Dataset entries
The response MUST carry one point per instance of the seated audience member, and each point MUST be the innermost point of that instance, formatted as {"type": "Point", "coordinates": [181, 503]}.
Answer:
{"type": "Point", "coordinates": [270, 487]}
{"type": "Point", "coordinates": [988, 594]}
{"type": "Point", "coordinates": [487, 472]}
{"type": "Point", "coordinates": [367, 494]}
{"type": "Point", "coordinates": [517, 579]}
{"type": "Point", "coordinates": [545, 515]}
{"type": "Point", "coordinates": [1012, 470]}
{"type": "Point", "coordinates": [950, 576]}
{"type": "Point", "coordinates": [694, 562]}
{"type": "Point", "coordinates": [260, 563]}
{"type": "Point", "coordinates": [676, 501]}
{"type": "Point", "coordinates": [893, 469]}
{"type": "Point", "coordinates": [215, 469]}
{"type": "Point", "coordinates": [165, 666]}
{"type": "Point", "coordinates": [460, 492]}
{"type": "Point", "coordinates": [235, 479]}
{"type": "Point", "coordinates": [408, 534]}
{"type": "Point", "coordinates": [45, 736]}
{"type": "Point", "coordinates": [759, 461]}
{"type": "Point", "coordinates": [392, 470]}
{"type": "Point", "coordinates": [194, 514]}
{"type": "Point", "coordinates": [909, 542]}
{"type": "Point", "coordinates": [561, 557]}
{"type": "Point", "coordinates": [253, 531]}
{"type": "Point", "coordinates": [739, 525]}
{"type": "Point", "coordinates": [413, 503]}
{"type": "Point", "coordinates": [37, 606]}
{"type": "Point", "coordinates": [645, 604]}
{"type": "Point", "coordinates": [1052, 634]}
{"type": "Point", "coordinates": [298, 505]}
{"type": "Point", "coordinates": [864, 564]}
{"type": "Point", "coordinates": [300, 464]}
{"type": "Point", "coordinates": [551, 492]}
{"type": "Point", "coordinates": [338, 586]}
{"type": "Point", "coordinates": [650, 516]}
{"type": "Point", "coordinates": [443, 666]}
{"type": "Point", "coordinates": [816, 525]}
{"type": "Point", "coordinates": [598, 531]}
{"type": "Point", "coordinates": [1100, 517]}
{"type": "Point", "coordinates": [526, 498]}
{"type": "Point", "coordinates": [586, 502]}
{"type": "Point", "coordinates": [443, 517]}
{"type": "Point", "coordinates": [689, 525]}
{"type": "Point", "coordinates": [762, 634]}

__EXERCISE OBJECTIVE__.
Set down the preceding data verbatim. Every line belongs in the copy.

__REPLY__.
The response MUST carry one point per instance of the seated audience member, and each point MUST be the innermost point of that instance, formatted as {"type": "Point", "coordinates": [181, 503]}.
Answer:
{"type": "Point", "coordinates": [270, 487]}
{"type": "Point", "coordinates": [988, 594]}
{"type": "Point", "coordinates": [487, 472]}
{"type": "Point", "coordinates": [367, 494]}
{"type": "Point", "coordinates": [517, 579]}
{"type": "Point", "coordinates": [545, 515]}
{"type": "Point", "coordinates": [1012, 470]}
{"type": "Point", "coordinates": [950, 576]}
{"type": "Point", "coordinates": [694, 562]}
{"type": "Point", "coordinates": [260, 563]}
{"type": "Point", "coordinates": [676, 501]}
{"type": "Point", "coordinates": [893, 469]}
{"type": "Point", "coordinates": [215, 469]}
{"type": "Point", "coordinates": [165, 666]}
{"type": "Point", "coordinates": [460, 492]}
{"type": "Point", "coordinates": [235, 479]}
{"type": "Point", "coordinates": [408, 534]}
{"type": "Point", "coordinates": [45, 736]}
{"type": "Point", "coordinates": [759, 461]}
{"type": "Point", "coordinates": [392, 470]}
{"type": "Point", "coordinates": [194, 514]}
{"type": "Point", "coordinates": [909, 542]}
{"type": "Point", "coordinates": [561, 557]}
{"type": "Point", "coordinates": [253, 531]}
{"type": "Point", "coordinates": [739, 525]}
{"type": "Point", "coordinates": [413, 503]}
{"type": "Point", "coordinates": [37, 606]}
{"type": "Point", "coordinates": [645, 604]}
{"type": "Point", "coordinates": [1052, 634]}
{"type": "Point", "coordinates": [298, 505]}
{"type": "Point", "coordinates": [864, 564]}
{"type": "Point", "coordinates": [300, 464]}
{"type": "Point", "coordinates": [551, 492]}
{"type": "Point", "coordinates": [338, 586]}
{"type": "Point", "coordinates": [650, 516]}
{"type": "Point", "coordinates": [443, 666]}
{"type": "Point", "coordinates": [816, 525]}
{"type": "Point", "coordinates": [598, 531]}
{"type": "Point", "coordinates": [1100, 517]}
{"type": "Point", "coordinates": [526, 498]}
{"type": "Point", "coordinates": [586, 502]}
{"type": "Point", "coordinates": [443, 517]}
{"type": "Point", "coordinates": [689, 525]}
{"type": "Point", "coordinates": [762, 634]}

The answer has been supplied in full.